**Excerpted passage**
────────────────────────────────────────

Conservatives fight against perceived UN efforts to herd people into urban areas

A number of conservatives are fighting hard against green efforts that they claim are part of a larger UN plan:

Across the country, activists with ties to the Tea Party are railing against all sorts of local and state efforts to control sprawl and conserve energy. They brand government action for things like expanding public transportation routes and preserving open space as part of a United Nations-led conspiracy to deny property rights and herd citizens toward cities.

They are showing up at planning meetings to denounce bike lanes on public streets and smart meters on home appliances — efforts they equate to a big-government blueprint against individual rights…

The protests date to 1992 when the United Nations passed a sweeping, but nonbinding, 100-plus-page resolution called Agenda 21 that was designed to encourage nations to use fewer resources and conserve open land by steering development to already dense areas. They have gained momentum in the past two years because of the emergence of the Tea Party movement, harnessing its suspicion about government power and belief that man-made global warming is a hoax…

The Republican National Committee resolution, passed without fanfare on Jan. 13, declared, “The United Nations Agenda 21 plan of radical so-called ‘sustainable development’ views the American way of life of private property ownership, single family homes, private car ownership and individual travel choices, and privately owned farms; all as destructive to the environment.”

────────────────────────────────────────

**Supplied information**
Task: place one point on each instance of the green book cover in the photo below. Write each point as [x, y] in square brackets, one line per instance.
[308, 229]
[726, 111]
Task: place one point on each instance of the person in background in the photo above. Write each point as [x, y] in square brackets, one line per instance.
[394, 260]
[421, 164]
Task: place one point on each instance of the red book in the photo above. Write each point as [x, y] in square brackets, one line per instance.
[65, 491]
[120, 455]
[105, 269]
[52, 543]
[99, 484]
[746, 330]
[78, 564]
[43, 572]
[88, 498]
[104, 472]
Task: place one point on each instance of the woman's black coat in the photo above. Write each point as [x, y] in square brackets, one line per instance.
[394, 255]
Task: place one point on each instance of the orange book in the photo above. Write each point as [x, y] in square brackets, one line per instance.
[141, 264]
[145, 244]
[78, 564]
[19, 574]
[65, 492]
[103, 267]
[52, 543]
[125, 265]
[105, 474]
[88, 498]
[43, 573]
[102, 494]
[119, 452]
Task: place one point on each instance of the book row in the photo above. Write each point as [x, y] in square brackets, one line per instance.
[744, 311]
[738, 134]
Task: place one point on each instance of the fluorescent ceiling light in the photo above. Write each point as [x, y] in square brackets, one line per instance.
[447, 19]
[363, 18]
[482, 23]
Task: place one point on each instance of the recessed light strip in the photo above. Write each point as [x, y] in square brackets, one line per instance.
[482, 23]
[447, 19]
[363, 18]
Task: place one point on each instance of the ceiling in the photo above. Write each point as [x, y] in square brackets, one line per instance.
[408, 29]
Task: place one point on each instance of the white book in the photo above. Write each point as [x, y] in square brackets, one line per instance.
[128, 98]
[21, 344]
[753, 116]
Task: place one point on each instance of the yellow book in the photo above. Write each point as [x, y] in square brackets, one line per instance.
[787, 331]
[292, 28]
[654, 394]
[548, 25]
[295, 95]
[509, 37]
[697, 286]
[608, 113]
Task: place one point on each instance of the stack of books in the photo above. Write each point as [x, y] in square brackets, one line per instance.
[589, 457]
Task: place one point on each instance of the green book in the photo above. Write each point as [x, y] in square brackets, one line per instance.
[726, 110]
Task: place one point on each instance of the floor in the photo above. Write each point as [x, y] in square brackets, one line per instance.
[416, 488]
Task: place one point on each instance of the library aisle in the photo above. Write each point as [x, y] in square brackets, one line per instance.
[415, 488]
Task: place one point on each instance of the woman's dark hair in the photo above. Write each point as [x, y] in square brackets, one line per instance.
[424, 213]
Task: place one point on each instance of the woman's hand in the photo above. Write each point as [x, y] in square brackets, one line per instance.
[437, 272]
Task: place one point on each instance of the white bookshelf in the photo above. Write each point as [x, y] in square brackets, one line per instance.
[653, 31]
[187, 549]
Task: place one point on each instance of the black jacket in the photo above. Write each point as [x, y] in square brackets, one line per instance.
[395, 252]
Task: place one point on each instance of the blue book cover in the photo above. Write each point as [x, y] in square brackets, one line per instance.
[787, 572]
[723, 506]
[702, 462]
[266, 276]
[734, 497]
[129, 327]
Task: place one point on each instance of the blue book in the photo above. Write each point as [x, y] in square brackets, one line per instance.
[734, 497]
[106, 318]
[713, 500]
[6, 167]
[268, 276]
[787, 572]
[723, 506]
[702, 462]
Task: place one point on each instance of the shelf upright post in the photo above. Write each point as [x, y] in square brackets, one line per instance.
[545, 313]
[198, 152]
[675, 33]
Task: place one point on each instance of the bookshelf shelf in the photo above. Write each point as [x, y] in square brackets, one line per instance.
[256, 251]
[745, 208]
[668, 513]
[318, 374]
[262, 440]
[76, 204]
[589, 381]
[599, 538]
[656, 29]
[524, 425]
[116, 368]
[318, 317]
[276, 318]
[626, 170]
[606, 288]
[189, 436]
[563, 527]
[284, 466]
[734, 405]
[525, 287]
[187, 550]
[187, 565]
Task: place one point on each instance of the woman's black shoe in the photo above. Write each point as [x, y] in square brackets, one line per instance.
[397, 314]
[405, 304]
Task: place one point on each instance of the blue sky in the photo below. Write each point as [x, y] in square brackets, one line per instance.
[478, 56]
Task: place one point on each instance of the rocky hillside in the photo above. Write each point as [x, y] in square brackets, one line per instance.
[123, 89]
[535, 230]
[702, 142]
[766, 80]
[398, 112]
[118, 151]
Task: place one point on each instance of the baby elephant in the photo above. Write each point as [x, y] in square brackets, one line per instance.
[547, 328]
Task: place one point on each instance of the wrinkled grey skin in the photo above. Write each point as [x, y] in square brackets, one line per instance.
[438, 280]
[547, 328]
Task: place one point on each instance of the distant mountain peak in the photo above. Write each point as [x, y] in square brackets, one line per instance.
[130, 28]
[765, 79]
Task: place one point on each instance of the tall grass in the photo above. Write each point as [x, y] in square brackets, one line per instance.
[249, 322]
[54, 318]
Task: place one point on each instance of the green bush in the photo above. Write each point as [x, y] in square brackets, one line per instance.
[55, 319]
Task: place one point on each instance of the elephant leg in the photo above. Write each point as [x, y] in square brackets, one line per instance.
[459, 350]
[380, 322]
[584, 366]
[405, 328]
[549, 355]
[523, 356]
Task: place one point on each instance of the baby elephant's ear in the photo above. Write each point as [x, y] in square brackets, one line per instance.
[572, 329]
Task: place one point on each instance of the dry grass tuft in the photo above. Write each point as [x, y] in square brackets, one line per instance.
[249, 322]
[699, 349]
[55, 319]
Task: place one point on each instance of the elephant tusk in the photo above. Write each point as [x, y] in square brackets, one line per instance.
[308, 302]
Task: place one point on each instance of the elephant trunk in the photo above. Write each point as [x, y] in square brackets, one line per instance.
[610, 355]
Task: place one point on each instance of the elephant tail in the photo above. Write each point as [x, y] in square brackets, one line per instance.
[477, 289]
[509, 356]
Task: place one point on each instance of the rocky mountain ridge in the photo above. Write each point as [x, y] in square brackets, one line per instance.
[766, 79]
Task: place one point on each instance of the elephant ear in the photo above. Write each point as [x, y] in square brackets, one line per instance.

────────────────────────────────────────

**Problem 1**
Answer these questions using the text about conservatives opposing perceived UN efforts:
(a) In what year did the United Nations pass the Agenda 21 resolution?
(b) What two things do activists denounce at planning meetings?
(c) On what date did the Republican National Committee pass its resolution?
**Problem 2**
Continue the text about conservatives opposing perceived UN efforts, starting after its final paragraph.

**Answer 1**
(a) 1992
(b) Bike lanes on public streets and smart meters on home appliances
(c) Jan. 13

**Answer 2**
This is one of those stories that simply made me say, “Huh?” when I first read it. But the article suggests this is now mainstream in conservative circles as Newt Gingrich has mentioned it in a debate and the Republican National Committee has addressed it.

I would be interested in hearing more about whether this is really about sprawl (conservatives want the right to live in the suburbs/more rural areas) or about related issues like international law, the power of the UN, the environmental movement, and liberty. It also suggests that sprawl is not simply about where one can live but symbolizes a whole way of life that is associated with freedom.

I didn’t realize this was tied to a larger movement but this helps provide some background for why some Naperville residents have been so vehemently opposed to smart meters (read some of their arguments here). This group has gathered over 4,000 signatures on their petitions and they make a sort of slippery slope argument: it may be smart meters today but soon the government wants to get all of your information and influence your decisions in the future.

A last question: what is so threatening to freedom about bike lanes?

5 thoughts on “Conservatives fight against perceived UN efforts to herd people into urban areas

  1. RE: so-called smart meters and smart grid Naperville and others oppose. 14 states now allow smart meter (also called AMI, AMR, ERT, transmitting meters, etc.) refusal. The fight against these is multi-faceted.

    Health is one aspect.
    If you doubt health effects at levels lower than FCC allows, research lists of studies compiled by Zory R. Glaser (US military 1970s), BioInitiative Reports, PowerWatch UK (ongoing), etc.

    Agenda 21 or not, OTHER consumer smart meter issues including privacy and security are KNOWN by utility regulators but not admitted to the public.
    For example: In document: “Regulatory Aspects of Smart Metering: United States Experience , February 14, 2011 ERRA, PAGE 15:
    VI. Consumer Privacy, Safety and Security: Certain risks exist for consumers who
    have smart meters and home area networks at their homes.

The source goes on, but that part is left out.